START Entries provided

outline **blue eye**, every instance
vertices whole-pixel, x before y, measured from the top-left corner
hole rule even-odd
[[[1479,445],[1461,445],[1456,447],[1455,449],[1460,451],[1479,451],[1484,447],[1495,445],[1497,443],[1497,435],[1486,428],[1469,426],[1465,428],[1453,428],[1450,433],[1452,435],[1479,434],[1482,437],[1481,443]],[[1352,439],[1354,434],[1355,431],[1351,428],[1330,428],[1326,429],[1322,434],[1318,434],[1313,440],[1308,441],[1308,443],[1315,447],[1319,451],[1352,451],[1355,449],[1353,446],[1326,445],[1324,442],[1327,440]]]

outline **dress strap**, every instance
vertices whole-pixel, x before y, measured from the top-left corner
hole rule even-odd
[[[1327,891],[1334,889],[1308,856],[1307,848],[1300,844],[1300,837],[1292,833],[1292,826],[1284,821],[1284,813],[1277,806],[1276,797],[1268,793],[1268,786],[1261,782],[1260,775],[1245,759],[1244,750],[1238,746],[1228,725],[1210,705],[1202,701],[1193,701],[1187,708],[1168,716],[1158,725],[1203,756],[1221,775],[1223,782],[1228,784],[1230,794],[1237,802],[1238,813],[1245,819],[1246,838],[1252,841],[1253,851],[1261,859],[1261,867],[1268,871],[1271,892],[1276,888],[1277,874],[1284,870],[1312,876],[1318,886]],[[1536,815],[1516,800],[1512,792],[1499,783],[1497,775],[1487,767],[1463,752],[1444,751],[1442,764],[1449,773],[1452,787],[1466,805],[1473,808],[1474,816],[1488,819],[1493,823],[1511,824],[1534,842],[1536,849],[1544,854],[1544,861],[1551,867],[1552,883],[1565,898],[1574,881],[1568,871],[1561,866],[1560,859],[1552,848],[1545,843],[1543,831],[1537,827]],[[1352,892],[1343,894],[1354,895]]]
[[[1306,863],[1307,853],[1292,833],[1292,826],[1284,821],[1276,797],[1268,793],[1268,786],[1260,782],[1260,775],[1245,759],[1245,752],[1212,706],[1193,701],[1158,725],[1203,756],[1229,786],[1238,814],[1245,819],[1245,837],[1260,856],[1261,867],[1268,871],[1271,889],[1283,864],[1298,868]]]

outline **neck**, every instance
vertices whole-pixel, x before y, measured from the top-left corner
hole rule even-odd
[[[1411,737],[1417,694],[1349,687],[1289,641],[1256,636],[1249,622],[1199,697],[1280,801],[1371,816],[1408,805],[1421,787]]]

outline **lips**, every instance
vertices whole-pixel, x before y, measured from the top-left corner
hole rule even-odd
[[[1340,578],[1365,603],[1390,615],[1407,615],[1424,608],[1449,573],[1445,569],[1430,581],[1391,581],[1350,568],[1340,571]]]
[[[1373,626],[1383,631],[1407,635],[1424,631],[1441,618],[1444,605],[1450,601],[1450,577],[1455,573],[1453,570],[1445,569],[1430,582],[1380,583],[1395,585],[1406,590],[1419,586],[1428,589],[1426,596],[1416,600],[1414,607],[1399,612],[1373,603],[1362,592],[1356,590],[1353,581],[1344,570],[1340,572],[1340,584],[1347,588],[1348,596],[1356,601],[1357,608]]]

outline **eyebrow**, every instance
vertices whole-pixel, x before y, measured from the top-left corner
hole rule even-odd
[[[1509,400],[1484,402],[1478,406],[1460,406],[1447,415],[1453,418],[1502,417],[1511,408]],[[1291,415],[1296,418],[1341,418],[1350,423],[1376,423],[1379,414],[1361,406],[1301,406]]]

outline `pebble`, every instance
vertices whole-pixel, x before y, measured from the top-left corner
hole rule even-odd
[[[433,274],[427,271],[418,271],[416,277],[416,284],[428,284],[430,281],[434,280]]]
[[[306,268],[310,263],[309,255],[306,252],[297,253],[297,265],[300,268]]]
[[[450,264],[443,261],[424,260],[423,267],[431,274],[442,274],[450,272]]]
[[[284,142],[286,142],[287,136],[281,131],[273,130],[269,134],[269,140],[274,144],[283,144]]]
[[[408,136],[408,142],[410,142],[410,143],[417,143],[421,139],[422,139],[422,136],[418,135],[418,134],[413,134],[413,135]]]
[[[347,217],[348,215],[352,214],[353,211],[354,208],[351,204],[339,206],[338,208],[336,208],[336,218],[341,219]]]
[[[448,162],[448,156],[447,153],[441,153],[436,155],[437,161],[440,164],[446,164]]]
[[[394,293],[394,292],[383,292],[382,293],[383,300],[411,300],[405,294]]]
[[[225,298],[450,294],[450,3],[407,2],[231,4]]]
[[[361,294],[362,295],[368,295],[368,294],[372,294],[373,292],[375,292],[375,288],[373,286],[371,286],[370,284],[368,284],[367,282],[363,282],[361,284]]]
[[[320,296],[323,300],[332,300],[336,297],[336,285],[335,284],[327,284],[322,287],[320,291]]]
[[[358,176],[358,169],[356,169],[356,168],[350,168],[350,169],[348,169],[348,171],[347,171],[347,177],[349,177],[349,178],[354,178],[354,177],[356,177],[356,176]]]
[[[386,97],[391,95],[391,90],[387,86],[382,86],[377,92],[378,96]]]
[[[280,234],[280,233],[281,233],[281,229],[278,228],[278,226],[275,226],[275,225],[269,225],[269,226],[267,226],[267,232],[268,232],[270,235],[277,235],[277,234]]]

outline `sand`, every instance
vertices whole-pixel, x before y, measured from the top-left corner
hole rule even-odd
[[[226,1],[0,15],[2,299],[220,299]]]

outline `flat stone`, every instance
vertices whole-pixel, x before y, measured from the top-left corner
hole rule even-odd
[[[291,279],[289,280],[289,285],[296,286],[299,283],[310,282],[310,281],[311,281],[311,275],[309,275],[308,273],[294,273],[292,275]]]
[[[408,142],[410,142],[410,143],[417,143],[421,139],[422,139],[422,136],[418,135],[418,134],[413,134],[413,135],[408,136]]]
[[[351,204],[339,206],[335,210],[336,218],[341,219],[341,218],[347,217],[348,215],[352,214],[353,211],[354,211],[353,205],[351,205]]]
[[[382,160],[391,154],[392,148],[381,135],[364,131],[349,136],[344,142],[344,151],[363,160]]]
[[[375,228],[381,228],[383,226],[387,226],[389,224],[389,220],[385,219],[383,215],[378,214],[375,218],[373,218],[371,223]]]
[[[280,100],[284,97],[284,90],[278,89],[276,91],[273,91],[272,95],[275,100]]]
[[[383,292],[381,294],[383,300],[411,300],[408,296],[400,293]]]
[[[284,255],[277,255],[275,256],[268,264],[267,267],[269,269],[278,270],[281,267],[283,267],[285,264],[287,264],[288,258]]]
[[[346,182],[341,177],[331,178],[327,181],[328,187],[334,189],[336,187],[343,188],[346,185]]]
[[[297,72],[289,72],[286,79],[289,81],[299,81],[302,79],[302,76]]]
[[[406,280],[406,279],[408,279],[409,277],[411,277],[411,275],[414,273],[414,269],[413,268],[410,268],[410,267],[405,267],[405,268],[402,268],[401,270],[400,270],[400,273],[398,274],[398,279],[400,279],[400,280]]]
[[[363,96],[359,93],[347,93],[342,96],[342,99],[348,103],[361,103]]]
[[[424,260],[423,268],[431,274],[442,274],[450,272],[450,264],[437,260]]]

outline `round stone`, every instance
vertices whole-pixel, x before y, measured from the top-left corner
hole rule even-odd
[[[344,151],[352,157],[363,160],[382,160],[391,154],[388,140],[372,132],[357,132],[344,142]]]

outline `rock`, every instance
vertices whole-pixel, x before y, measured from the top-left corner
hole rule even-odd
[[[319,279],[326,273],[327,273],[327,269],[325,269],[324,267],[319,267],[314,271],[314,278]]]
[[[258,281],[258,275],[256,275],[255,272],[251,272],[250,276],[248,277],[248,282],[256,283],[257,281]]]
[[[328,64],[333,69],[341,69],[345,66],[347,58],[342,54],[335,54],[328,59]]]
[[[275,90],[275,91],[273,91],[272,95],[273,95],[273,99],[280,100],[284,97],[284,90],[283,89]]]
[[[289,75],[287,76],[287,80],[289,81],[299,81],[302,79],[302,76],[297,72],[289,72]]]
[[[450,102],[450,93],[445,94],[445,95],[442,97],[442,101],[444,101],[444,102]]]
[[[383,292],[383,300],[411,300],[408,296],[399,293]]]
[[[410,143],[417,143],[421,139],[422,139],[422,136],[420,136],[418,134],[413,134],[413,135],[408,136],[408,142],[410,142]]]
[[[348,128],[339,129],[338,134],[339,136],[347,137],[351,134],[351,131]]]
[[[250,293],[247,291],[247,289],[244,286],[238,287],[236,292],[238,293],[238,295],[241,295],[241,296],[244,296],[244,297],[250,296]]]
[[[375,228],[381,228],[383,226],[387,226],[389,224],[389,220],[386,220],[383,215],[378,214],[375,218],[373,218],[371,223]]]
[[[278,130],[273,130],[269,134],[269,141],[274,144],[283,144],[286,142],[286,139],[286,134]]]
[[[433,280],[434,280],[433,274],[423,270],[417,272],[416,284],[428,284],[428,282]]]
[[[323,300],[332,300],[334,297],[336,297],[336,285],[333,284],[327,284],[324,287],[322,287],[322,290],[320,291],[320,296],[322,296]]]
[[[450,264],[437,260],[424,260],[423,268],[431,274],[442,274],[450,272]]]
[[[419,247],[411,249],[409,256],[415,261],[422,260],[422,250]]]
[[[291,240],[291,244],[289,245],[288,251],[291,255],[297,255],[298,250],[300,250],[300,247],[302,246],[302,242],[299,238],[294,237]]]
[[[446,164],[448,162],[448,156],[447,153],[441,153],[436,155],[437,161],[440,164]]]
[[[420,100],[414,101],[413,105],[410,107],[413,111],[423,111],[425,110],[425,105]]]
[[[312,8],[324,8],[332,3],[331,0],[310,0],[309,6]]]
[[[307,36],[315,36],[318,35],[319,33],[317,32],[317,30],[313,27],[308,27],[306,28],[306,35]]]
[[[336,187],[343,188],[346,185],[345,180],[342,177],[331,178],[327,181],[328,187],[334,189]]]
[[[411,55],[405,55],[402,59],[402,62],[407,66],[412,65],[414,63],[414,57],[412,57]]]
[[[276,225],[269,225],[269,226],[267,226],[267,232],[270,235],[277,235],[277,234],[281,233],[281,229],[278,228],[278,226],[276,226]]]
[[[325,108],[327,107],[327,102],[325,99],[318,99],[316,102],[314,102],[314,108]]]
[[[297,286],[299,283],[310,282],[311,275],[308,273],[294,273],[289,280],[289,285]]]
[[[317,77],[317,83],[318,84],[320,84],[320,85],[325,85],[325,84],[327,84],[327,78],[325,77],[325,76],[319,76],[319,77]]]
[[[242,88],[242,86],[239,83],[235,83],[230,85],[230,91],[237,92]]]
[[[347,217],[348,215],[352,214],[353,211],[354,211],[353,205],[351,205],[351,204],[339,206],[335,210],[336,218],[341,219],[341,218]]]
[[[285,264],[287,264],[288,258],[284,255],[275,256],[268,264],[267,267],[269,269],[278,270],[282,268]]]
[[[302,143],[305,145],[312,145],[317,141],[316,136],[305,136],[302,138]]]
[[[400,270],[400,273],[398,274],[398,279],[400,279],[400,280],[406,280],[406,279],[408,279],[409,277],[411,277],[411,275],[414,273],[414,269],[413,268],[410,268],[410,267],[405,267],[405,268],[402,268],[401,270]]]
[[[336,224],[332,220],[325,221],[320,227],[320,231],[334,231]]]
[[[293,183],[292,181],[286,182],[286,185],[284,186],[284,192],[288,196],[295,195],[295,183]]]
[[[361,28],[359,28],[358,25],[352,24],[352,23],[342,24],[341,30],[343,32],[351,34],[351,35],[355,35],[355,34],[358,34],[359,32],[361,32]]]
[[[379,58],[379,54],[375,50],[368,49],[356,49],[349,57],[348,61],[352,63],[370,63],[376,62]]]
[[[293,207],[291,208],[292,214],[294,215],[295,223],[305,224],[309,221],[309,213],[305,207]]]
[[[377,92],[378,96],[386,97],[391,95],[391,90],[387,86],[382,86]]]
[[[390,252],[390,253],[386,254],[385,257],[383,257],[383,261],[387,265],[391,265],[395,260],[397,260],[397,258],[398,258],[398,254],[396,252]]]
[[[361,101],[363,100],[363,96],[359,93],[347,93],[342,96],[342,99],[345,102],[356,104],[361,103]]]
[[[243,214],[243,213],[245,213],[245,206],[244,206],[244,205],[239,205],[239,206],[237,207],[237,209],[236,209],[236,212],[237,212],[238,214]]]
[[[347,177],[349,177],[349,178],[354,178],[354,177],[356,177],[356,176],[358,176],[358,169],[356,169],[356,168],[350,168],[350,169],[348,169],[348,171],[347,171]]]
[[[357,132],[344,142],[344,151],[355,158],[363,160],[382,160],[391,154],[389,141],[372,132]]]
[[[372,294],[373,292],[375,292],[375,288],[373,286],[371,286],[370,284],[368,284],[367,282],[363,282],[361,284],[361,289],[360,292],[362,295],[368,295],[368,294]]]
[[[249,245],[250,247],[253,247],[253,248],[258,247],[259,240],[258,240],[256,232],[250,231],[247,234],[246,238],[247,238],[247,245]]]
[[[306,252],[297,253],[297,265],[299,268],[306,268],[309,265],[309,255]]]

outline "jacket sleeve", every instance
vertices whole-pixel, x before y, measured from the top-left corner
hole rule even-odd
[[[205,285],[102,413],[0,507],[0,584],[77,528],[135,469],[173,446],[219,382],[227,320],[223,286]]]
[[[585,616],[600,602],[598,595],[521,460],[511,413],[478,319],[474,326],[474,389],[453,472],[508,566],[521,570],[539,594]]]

END Entries provided

What this task involves
Starting from the records above, copy each line where the string "every" is found.

Solved exercise
outline **blue eye**, every instance
outline **dress strap**, every instance
outline **neck**, every instance
outline **lips**, every instance
outline **eyebrow**, every instance
outline `pebble`, every instance
outline `sand`, every instance
outline `flat stone`, every instance
outline `round stone`, every instance
outline `rock`, every instance
outline "jacket sleeve", every instance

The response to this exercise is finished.